> YOUR OBJECTIVE:
Check each line of the records below for the word "road" and copy those where it appears.

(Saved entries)
= = = = =

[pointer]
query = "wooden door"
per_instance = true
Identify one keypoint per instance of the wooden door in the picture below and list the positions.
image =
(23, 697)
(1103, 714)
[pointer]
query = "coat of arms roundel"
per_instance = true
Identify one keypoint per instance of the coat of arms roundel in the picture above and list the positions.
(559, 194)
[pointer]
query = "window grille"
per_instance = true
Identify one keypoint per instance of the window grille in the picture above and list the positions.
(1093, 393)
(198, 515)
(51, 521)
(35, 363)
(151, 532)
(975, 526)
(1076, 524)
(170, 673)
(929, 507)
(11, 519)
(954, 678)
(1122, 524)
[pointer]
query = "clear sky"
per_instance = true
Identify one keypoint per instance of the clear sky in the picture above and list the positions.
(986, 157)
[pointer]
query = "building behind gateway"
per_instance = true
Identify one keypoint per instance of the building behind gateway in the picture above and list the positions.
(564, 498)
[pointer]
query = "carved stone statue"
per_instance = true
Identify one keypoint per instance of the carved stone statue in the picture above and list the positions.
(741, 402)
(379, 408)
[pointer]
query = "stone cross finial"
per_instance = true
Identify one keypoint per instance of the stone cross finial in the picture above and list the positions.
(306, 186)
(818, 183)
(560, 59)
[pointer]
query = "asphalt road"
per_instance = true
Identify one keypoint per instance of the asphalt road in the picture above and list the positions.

= = = = =

> SOLUTION:
query = "asphalt road"
Identify one keypoint per instance of the asphalt road in the picture above and list the positions.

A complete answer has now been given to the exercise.